## start

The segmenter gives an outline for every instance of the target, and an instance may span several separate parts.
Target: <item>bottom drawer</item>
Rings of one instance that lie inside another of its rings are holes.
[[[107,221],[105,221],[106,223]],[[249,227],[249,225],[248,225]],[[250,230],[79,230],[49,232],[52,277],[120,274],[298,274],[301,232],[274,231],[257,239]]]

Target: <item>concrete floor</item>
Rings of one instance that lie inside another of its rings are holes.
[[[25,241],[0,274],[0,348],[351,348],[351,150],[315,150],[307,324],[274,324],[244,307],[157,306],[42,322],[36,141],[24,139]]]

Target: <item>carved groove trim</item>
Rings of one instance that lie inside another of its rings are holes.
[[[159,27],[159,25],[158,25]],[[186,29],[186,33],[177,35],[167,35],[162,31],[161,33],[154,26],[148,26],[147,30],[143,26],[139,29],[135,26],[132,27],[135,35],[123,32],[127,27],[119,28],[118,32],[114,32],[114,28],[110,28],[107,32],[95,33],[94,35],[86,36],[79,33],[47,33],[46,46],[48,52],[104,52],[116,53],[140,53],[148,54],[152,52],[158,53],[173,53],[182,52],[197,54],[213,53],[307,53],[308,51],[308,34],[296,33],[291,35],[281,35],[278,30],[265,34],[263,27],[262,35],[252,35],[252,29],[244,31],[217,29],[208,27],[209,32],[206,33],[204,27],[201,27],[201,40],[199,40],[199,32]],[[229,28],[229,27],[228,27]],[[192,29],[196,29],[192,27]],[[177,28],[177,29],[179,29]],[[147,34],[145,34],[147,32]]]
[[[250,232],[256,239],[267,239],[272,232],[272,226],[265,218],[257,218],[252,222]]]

## end

### Stated problem
Could you render every line of the entries above as a Markdown table with the columns Row and Entry line, numbering the rows and skipping blank lines?

### Answer to this task
| Row | Entry line |
|---|---|
| 1 | The segmenter gives an outline for every instance of the target, and an instance may span several separate parts. |
| 2 | Target: <item>bottom drawer</item> |
| 3 | Rings of one instance that lie inside another of its rings are holes. |
| 4 | [[[107,221],[105,221],[106,223]],[[249,227],[249,225],[248,225]],[[250,230],[79,230],[49,232],[52,277],[120,274],[298,274],[301,232],[274,231],[257,239]]] |
| 5 | Target: <item>concrete floor</item> |
| 6 | Rings of one instance that lie inside another of its rings are holes. |
| 7 | [[[25,241],[0,274],[0,348],[351,348],[351,150],[315,150],[307,324],[274,324],[244,307],[157,306],[42,322],[36,141],[24,139]]] |
| 8 | Target: <item>carved groove trim</item> |
| 9 | Rings of one instance that lie inside another of its rings are holes. |
| 10 | [[[159,27],[159,25],[158,25]],[[186,29],[186,33],[177,35],[167,35],[162,31],[161,33],[154,26],[148,26],[147,30],[143,26],[139,29],[135,26],[132,27],[135,35],[123,32],[127,27],[119,28],[118,32],[114,32],[114,28],[110,28],[107,32],[95,33],[94,35],[86,36],[79,33],[47,33],[46,46],[48,52],[104,52],[116,53],[140,53],[148,54],[152,52],[158,53],[173,53],[182,52],[197,54],[213,53],[307,53],[308,51],[308,34],[296,33],[291,35],[281,35],[278,30],[265,34],[263,27],[262,35],[252,35],[252,29],[244,31],[217,29],[208,27],[209,32],[206,33],[204,27],[201,27],[201,40],[199,40],[199,32]],[[229,28],[229,27],[228,27]],[[192,29],[196,29],[192,27]],[[177,28],[177,29],[179,29]],[[147,34],[145,34],[147,32]]] |
| 11 | [[[250,232],[256,239],[267,239],[272,232],[272,226],[265,218],[257,218],[252,222]]] |